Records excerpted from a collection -
'''
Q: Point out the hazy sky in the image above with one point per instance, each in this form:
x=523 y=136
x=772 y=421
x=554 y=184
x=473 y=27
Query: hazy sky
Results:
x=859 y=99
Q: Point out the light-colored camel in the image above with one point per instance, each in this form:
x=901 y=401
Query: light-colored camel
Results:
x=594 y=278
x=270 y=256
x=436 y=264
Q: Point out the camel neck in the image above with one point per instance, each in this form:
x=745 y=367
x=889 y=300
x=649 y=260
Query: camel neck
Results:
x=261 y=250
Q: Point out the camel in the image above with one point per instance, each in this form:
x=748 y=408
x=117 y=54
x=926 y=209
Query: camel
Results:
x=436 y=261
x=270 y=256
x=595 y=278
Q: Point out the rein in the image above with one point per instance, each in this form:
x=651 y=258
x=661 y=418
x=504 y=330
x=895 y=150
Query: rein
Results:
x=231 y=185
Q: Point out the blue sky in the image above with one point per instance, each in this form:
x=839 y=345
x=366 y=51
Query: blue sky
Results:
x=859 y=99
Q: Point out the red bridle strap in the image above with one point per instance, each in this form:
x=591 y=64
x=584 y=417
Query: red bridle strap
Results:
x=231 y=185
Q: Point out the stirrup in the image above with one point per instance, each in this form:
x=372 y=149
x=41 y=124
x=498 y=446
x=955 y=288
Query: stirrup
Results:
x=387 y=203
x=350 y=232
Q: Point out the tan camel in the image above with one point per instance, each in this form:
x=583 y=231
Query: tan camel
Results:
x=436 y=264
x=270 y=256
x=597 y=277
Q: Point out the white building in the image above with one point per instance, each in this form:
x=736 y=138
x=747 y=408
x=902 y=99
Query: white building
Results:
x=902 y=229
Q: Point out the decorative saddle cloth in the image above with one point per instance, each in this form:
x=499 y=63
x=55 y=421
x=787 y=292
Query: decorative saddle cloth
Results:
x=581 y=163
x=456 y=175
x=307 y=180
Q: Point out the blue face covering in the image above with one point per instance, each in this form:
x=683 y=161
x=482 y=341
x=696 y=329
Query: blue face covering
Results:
'''
What needs to be done - Some lines of the records may hold the word "Query". How many do? Answer with a number and nothing else.

Expected answer - 12